(Dataset excerpts)

************

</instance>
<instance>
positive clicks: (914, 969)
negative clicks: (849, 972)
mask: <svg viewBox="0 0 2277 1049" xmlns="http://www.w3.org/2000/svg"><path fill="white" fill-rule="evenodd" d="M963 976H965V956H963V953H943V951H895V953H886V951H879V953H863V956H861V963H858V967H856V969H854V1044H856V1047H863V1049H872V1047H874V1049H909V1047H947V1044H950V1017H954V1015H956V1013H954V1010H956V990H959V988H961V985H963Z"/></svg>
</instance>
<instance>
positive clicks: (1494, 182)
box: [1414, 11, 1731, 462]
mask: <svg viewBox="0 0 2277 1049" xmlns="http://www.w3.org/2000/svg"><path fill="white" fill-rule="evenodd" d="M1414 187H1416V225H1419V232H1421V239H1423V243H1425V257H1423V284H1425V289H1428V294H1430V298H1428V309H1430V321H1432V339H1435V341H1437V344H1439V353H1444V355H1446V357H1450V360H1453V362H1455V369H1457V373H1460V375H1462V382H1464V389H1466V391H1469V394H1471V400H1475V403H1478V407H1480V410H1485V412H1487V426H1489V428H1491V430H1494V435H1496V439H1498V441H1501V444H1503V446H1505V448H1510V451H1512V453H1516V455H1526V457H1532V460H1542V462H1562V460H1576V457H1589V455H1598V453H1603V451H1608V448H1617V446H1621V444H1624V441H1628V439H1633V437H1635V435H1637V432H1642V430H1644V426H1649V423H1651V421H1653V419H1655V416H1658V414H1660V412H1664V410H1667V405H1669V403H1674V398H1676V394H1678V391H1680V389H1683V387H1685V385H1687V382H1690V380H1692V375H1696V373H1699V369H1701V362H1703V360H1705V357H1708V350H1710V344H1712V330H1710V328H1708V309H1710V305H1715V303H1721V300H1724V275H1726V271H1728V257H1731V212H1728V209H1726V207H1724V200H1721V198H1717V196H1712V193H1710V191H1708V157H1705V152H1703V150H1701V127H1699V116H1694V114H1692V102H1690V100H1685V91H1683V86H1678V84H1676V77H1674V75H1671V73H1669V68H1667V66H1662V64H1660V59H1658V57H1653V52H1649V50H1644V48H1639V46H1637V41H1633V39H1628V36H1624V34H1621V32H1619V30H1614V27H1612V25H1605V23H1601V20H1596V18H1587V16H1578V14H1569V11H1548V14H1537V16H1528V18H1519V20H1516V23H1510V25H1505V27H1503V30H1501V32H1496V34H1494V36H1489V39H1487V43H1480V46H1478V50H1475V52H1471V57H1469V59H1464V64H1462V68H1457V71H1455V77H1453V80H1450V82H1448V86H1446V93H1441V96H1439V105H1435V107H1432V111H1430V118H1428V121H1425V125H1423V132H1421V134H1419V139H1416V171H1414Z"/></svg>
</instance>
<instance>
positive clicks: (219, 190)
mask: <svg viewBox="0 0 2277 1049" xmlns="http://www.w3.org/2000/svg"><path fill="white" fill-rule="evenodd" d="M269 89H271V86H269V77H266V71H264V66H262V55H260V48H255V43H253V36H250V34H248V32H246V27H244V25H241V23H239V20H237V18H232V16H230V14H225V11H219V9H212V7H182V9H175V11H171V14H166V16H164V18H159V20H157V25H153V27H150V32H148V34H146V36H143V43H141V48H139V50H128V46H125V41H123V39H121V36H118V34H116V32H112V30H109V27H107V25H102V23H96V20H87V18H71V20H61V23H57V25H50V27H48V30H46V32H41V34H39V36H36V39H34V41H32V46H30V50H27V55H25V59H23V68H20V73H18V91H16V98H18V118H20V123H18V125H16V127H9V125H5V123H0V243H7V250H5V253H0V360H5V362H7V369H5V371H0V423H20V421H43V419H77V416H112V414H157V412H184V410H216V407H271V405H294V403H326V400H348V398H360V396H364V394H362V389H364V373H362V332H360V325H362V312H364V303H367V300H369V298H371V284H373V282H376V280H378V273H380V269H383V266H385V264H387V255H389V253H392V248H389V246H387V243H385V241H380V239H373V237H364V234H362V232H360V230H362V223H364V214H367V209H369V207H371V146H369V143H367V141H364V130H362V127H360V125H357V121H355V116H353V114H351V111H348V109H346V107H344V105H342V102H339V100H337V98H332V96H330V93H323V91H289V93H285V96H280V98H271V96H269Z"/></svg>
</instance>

************

Reproduce every line of the data so that nothing differs from the original.

YOUR RESPONSE:
</instance>
<instance>
positive clicks: (914, 969)
negative clicks: (849, 972)
mask: <svg viewBox="0 0 2277 1049" xmlns="http://www.w3.org/2000/svg"><path fill="white" fill-rule="evenodd" d="M963 976H965V956H963V953H943V951H895V953H886V951H879V953H863V956H861V963H858V967H856V969H854V1044H856V1047H863V1049H872V1047H874V1049H909V1047H947V1044H950V1017H954V1015H956V1013H954V1010H956V990H959V988H961V985H963Z"/></svg>
</instance>
<instance>
positive clicks: (1494, 182)
box: [1414, 11, 1731, 462]
mask: <svg viewBox="0 0 2277 1049" xmlns="http://www.w3.org/2000/svg"><path fill="white" fill-rule="evenodd" d="M1414 187H1416V225H1419V232H1421V239H1423V243H1425V257H1423V284H1425V289H1428V294H1430V298H1428V309H1430V321H1432V339H1435V341H1437V344H1439V353H1444V355H1446V357H1450V360H1453V362H1455V369H1457V373H1460V375H1462V382H1464V389H1466V391H1469V394H1471V400H1475V403H1478V407H1480V410H1485V412H1487V426H1489V428H1491V430H1494V435H1496V439H1498V441H1501V444H1503V446H1505V448H1510V451H1512V453H1516V455H1526V457H1532V460H1542V462H1562V460H1576V457H1589V455H1598V453H1603V451H1608V448H1617V446H1621V444H1624V441H1628V439H1633V437H1635V435H1637V432H1642V430H1644V426H1649V423H1651V421H1653V419H1655V416H1658V414H1660V412H1664V410H1667V405H1669V403H1674V398H1676V394H1678V391H1680V389H1683V387H1685V385H1687V382H1690V380H1692V375H1696V373H1699V369H1701V362H1703V360H1705V357H1708V350H1710V344H1712V330H1710V328H1708V309H1710V305H1715V303H1721V300H1724V275H1726V271H1728V257H1731V212H1728V209H1726V207H1724V200H1721V198H1717V196H1712V193H1710V191H1708V157H1705V152H1703V150H1701V127H1699V116H1694V114H1692V102H1690V100H1685V91H1683V86H1678V84H1676V77H1674V75H1671V73H1669V68H1667V66H1662V64H1660V59H1658V57H1653V52H1649V50H1644V48H1639V46H1637V41H1633V39H1628V36H1624V34H1621V32H1619V30H1614V27H1612V25H1605V23H1601V20H1596V18H1587V16H1578V14H1569V11H1548V14H1537V16H1528V18H1519V20H1516V23H1510V25H1505V27H1503V30H1501V32H1496V34H1494V36H1489V39H1487V43H1480V46H1478V50H1475V52H1471V57H1469V59H1464V64H1462V68H1457V71H1455V77H1453V80H1450V82H1448V86H1446V93H1441V96H1439V105H1435V107H1432V111H1430V118H1428V121H1425V125H1423V132H1421V134H1419V139H1416V171H1414Z"/></svg>
</instance>
<instance>
positive clicks: (219, 190)
mask: <svg viewBox="0 0 2277 1049" xmlns="http://www.w3.org/2000/svg"><path fill="white" fill-rule="evenodd" d="M269 89H271V86H269V77H266V71H264V66H262V55H260V48H255V43H253V36H250V34H248V32H246V27H244V25H241V23H239V20H237V18H232V16H230V14H225V11H219V9H212V7H182V9H175V11H171V14H166V16H164V18H159V20H157V25H153V27H150V32H148V34H146V36H143V43H141V48H139V50H128V46H125V41H123V39H121V36H118V34H116V32H112V30H109V27H107V25H102V23H96V20H87V18H71V20H61V23H57V25H50V27H48V30H46V32H41V34H39V36H36V39H34V41H32V46H30V50H27V55H25V59H23V68H20V73H18V91H16V98H18V118H20V123H18V125H16V127H9V125H5V123H0V243H7V250H5V253H0V360H5V362H7V369H5V371H0V423H20V421H43V419H77V416H112V414H157V412H184V410H216V407H271V405H294V403H326V400H348V398H360V396H364V394H362V389H364V373H362V332H360V325H362V312H364V303H367V300H369V298H371V284H373V282H376V280H378V273H380V269H383V266H385V264H387V255H389V253H392V248H389V246H387V243H385V241H380V239H373V237H364V234H362V232H360V230H362V223H364V214H367V209H369V207H371V146H369V143H367V141H364V130H362V127H360V125H357V121H355V116H353V114H351V111H348V109H346V107H344V105H342V102H339V100H337V98H332V96H330V93H323V91H289V93H285V96H280V98H271V96H269Z"/></svg>
</instance>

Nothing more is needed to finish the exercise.